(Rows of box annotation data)
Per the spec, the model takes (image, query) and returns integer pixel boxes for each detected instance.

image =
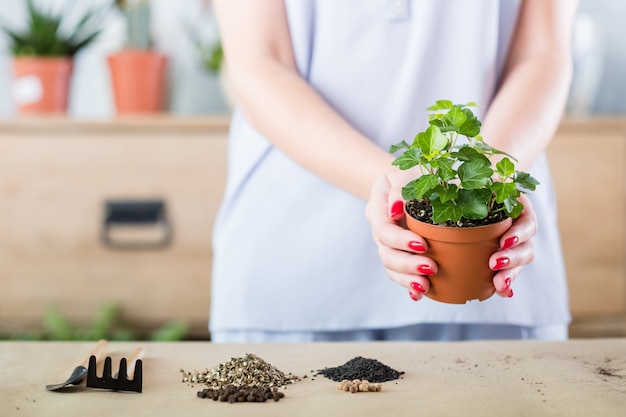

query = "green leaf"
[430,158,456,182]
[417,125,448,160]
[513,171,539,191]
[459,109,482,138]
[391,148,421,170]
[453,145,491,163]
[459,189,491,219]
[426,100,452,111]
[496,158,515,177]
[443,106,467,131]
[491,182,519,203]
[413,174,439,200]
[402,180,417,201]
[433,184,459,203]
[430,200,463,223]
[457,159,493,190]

• **The request**
Output every item above verbatim, line for line, with the pictures left out.

• **Full answer**
Per the spec, the model takes (image, query) and returns integer pixel boxes for each detected instance.

image =

query = "green leaf"
[430,158,456,182]
[417,125,448,160]
[513,171,539,191]
[459,109,482,138]
[391,148,421,170]
[453,145,491,163]
[459,189,491,219]
[426,100,452,111]
[496,158,515,177]
[443,106,467,131]
[491,182,519,203]
[413,174,439,200]
[402,180,417,201]
[433,184,459,203]
[430,200,463,223]
[457,159,493,190]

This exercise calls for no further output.